Repeat the entries below exactly as they appear, with no pictures.

—————

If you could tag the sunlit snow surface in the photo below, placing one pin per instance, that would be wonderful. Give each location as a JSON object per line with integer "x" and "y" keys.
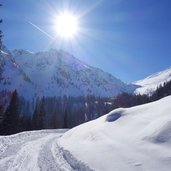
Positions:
{"x": 37, "y": 151}
{"x": 133, "y": 139}
{"x": 150, "y": 84}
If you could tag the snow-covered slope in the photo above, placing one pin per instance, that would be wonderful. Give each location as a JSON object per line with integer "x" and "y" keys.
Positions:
{"x": 149, "y": 84}
{"x": 132, "y": 139}
{"x": 37, "y": 151}
{"x": 56, "y": 73}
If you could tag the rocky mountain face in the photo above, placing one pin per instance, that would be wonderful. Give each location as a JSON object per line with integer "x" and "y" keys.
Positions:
{"x": 150, "y": 84}
{"x": 55, "y": 73}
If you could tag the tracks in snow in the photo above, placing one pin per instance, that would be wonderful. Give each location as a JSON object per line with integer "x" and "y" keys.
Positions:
{"x": 37, "y": 151}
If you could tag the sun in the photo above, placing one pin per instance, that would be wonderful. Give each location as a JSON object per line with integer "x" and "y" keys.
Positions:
{"x": 66, "y": 25}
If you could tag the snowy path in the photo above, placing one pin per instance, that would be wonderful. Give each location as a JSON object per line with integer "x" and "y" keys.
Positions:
{"x": 36, "y": 151}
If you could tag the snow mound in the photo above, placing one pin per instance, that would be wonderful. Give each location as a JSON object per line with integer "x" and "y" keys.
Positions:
{"x": 132, "y": 139}
{"x": 150, "y": 84}
{"x": 163, "y": 135}
{"x": 114, "y": 115}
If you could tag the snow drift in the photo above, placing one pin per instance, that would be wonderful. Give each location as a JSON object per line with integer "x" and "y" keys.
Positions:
{"x": 132, "y": 139}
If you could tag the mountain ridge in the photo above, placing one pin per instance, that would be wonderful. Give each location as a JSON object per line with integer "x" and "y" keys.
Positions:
{"x": 56, "y": 73}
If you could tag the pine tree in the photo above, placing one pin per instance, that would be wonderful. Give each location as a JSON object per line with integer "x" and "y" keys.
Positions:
{"x": 10, "y": 124}
{"x": 1, "y": 34}
{"x": 38, "y": 119}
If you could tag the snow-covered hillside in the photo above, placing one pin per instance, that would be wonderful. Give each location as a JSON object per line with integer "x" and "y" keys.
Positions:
{"x": 149, "y": 84}
{"x": 55, "y": 73}
{"x": 132, "y": 139}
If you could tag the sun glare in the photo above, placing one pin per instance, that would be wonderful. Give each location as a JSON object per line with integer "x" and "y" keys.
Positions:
{"x": 66, "y": 25}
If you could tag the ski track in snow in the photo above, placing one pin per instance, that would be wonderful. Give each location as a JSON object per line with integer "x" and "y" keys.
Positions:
{"x": 37, "y": 151}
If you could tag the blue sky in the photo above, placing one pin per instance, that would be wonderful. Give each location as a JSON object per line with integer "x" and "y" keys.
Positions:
{"x": 127, "y": 38}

—————

→ **Correct output**:
If you could tag the sunlit snow surface in the photo below, placing one pin per instance, that would be wonderful. Give each location as a JSON object per line with integer "x" and "y" keys.
Positions:
{"x": 37, "y": 151}
{"x": 133, "y": 139}
{"x": 150, "y": 84}
If you could tag the snow-covered slope in the photo above, placing one pin per instance, that would be wonderful. Give each location as a JSON object per line with integer "x" and "y" keys.
Positions:
{"x": 149, "y": 84}
{"x": 132, "y": 139}
{"x": 37, "y": 151}
{"x": 56, "y": 73}
If you could tag the rocky mountain face in the photo above, placing one pin per instance, that would be wonderful. Give each location as a JSON object per line with integer "x" and "y" keys.
Positions:
{"x": 150, "y": 84}
{"x": 55, "y": 73}
If you could tag the tracks in snow in the photo above, placing one pin per instance, that would be wonderful. Give each location as a JSON object per line with integer "x" and "y" keys.
Positions:
{"x": 37, "y": 151}
If you could tag the sun in the photo above, placing one pin per instance, that would be wonderful. Give each location as a JSON object per line with integer "x" and "y" keys.
Positions:
{"x": 66, "y": 25}
If you could tag the snowy path in the photo above, placing one pin per instance, that would be wonderful. Give each location as a JSON object per line with integer "x" and "y" keys.
Positions:
{"x": 36, "y": 151}
If you could tag the snow mound in the photo above, placing one pin per instance, that would be wonderful. Give each location as a JSON object per line with integer "x" and "y" keys.
Positions:
{"x": 132, "y": 139}
{"x": 150, "y": 84}
{"x": 163, "y": 135}
{"x": 114, "y": 115}
If you could tag the snow drift in the photo above, placing one pin per instance, that would be wonderful. Give each location as a JSON object per line with integer "x" and "y" keys.
Positions:
{"x": 132, "y": 139}
If you could tag the mountain ridge in the photo above, placing one pin per instance, that would be wonderful. Give each location as a JSON object per line with integer "x" and "y" keys.
Positions:
{"x": 56, "y": 73}
If you could tag the pine tree in the photo above, placing one pin per instance, that would be wonderful. Give each location as a JSON object per line with integer "x" and "y" keys.
Positions:
{"x": 10, "y": 124}
{"x": 1, "y": 34}
{"x": 38, "y": 119}
If you could tag the snow-covered hillside in the photo above, placing one pin per instance, that would be wonderful. Give each location as a JSON object per line with integer "x" and "y" keys.
Positions:
{"x": 149, "y": 84}
{"x": 55, "y": 73}
{"x": 132, "y": 139}
If you could tag the sun glare in the photo above, placing one pin per instance, that would be wonderful. Give each location as a JSON object per line with integer "x" and "y" keys.
Positions:
{"x": 66, "y": 25}
If you could tag the ski track in snow in the photo above, placing one pin per instance, that would be wonderful. Give each location as a JSON object per line with integer "x" and "y" keys.
Positions:
{"x": 37, "y": 151}
If you could tag the blue sky in the photo above, placing one pin per instance, that would be wonderful. Give each location as a JSON object per line with integer "x" and "y" keys.
Positions:
{"x": 127, "y": 38}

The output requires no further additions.